Exercise. Set out every line of the records below as a Markdown table with the columns Row and Entry, numbering the rows in order and leaving out blank lines.

Excerpted data.
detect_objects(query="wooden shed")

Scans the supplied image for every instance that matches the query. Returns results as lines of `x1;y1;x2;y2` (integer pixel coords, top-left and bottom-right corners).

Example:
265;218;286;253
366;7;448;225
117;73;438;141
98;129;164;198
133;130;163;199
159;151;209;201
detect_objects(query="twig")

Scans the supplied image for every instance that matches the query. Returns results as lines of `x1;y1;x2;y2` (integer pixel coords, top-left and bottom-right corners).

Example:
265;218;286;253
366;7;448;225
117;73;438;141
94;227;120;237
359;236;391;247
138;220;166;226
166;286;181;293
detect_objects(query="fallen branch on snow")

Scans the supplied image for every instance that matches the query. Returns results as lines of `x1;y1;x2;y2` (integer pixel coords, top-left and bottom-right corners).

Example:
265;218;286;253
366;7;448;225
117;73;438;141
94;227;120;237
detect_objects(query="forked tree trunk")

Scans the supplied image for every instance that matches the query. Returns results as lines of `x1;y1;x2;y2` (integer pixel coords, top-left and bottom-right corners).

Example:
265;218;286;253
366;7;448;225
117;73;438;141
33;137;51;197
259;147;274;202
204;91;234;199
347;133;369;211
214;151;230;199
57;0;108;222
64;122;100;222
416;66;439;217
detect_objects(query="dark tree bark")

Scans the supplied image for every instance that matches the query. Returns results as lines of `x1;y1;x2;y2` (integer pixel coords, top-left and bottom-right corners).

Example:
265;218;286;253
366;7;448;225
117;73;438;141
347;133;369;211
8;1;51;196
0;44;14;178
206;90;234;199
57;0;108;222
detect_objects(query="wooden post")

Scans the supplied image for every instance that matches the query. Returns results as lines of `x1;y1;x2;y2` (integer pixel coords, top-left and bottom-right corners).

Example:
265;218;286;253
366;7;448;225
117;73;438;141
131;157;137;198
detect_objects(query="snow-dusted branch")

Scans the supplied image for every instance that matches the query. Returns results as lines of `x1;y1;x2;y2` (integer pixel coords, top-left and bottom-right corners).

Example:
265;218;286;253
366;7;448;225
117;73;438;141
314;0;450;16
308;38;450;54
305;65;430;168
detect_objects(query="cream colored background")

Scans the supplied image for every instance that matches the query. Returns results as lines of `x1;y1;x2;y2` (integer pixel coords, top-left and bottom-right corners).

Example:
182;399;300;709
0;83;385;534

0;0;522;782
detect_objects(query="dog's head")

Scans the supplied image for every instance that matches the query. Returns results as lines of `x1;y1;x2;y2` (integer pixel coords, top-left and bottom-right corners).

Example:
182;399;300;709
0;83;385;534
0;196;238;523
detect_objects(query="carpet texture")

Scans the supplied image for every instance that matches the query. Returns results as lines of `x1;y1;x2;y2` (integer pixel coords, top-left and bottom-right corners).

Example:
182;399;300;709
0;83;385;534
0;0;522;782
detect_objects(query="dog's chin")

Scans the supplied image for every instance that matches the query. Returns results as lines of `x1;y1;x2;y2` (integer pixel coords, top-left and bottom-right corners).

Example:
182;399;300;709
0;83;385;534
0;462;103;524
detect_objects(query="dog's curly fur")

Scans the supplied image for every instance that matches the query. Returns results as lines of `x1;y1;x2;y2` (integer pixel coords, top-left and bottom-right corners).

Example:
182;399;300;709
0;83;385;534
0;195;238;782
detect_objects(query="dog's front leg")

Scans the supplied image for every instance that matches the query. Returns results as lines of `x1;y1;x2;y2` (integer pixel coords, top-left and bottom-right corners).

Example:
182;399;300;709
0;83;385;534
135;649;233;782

Solution to this problem.
| Row | Entry |
|---|---|
| 1 | detect_objects(query="wooden shed") |
| 2 | Scans the supplied image for every instance that matches the query. Returns results as lines of `x1;y1;x2;y2` (integer pixel coords, top-left and bottom-right corners). |
| 3 | Example: |
| 4 | 265;218;286;253 |
| 5 | 366;7;448;225 |
| 6 | 117;73;438;141 |
| 7 | 98;129;164;198 |
| 8 | 133;130;163;199 |
| 9 | 159;151;209;201 |
| 10 | detect_objects(query="twig") |
| 11 | Scans the supplied image for every instance that matches the query. Returns results as lines of `x1;y1;x2;y2` (integer pixel coords, top-left and bottom-right corners). |
| 12 | Example: |
| 13 | 265;218;286;253 |
| 14 | 366;7;448;225 |
| 15 | 117;73;438;141 |
| 16 | 94;227;120;237 |
| 17 | 359;236;391;247 |
| 18 | 138;220;166;226 |
| 19 | 166;286;181;293 |
| 20 | detect_objects(query="fallen branch on snow") |
| 21 | Scans the supplied image for every instance that matches the query. Returns results as lines of `x1;y1;x2;y2` (integer pixel coords, top-left and bottom-right corners). |
| 22 | Example: |
| 23 | 265;218;286;253 |
| 24 | 366;7;448;225 |
| 25 | 117;73;438;141 |
| 26 | 94;227;120;237 |
| 27 | detect_objects(query="forked tree trunk") |
| 28 | Scans the supplied image for every instance that matches the query. Returns results as lines of `x1;y1;x2;y2` (integer pixel coords, top-left and bottom-right corners). |
| 29 | Example: |
| 30 | 265;218;286;253 |
| 31 | 366;7;448;225 |
| 32 | 117;73;438;141 |
| 33 | 33;137;51;197 |
| 34 | 259;147;274;202 |
| 35 | 204;91;234;199 |
| 36 | 347;133;369;211 |
| 37 | 214;151;230;199 |
| 38 | 57;0;108;222 |
| 39 | 64;122;100;222 |
| 40 | 416;66;439;217 |
| 41 | detect_objects(query="dark tree bark") |
| 42 | Scans the supplied image for every instance that matches the query. Returns results as lines of `x1;y1;x2;y2` (integer pixel coords, top-left and bottom-right corners). |
| 43 | Example: |
| 44 | 265;218;286;253 |
| 45 | 366;7;448;225 |
| 46 | 117;73;438;141 |
| 47 | 347;133;369;211 |
| 48 | 8;1;51;196 |
| 49 | 0;44;14;178 |
| 50 | 206;90;234;199 |
| 51 | 57;0;108;222 |
| 52 | detect_objects(query="wooden post") |
| 53 | Scans the supplied image for every instance that matches the query. Returns results as lines of `x1;y1;x2;y2` (integer pixel coords, top-left and bottom-right corners). |
| 54 | Example: |
| 55 | 265;218;286;253 |
| 56 | 366;7;448;225 |
| 57 | 117;73;438;141 |
| 58 | 131;157;137;198 |
| 59 | detect_objects(query="snow-dusted branch") |
| 60 | Scans the supplied image for every instance that matches the query. Returns results as lines of `x1;y1;x2;y2` (integer pixel coords, top-left and bottom-right corners). |
| 61 | Example: |
| 62 | 265;218;286;253 |
| 63 | 366;7;448;225 |
| 64 | 117;73;438;141 |
| 65 | 314;0;450;16 |
| 66 | 308;38;450;54 |
| 67 | 305;65;430;168 |
| 68 | detect_objects(query="cream colored background") |
| 69 | Scans the supplied image for every instance that matches the query. Returns results as lines of `x1;y1;x2;y2` (integer pixel coords, top-left and bottom-right corners). |
| 70 | Example: |
| 71 | 182;399;300;709 |
| 72 | 0;83;385;534 |
| 73 | 0;0;522;782 |
| 74 | detect_objects(query="dog's head") |
| 75 | Scans the supplied image for every instance that matches the query. Returns results as lines of `x1;y1;x2;y2` (integer pixel coords, top-left and bottom-right corners). |
| 76 | Example: |
| 77 | 182;399;300;709 |
| 78 | 0;83;385;534 |
| 79 | 0;196;238;523 |
| 80 | detect_objects(query="carpet texture") |
| 81 | Scans the supplied image for every instance that matches the query. Returns results as lines of `x1;y1;x2;y2` (integer pixel coords, top-left and bottom-right corners). |
| 82 | Example: |
| 83 | 182;399;300;709 |
| 84 | 0;83;385;534 |
| 85 | 0;0;522;782 |
| 86 | detect_objects(query="dog's chin") |
| 87 | Scans the supplied image for every instance that matches the query. Returns results as lines of `x1;y1;x2;y2` (integer pixel coords, top-left and bottom-right corners). |
| 88 | Example: |
| 89 | 182;399;300;709 |
| 90 | 0;83;385;534 |
| 91 | 0;462;103;524 |
| 92 | detect_objects(query="dog's curly fur") |
| 93 | Scans the supplied image for every instance that matches the query. Returns results as lines of `x1;y1;x2;y2` (integer pixel coords, top-left and bottom-right corners). |
| 94 | Example: |
| 95 | 182;399;300;709 |
| 96 | 0;83;385;534 |
| 97 | 0;195;238;782 |
| 98 | detect_objects(query="dog's front leg") |
| 99 | Scans the supplied image for every instance that matches the query. Returns results as lines of `x1;y1;x2;y2` (integer pixel coords, top-left and bottom-right corners). |
| 100 | Example: |
| 101 | 182;399;300;709 |
| 102 | 0;83;385;534 |
| 103 | 135;649;233;782 |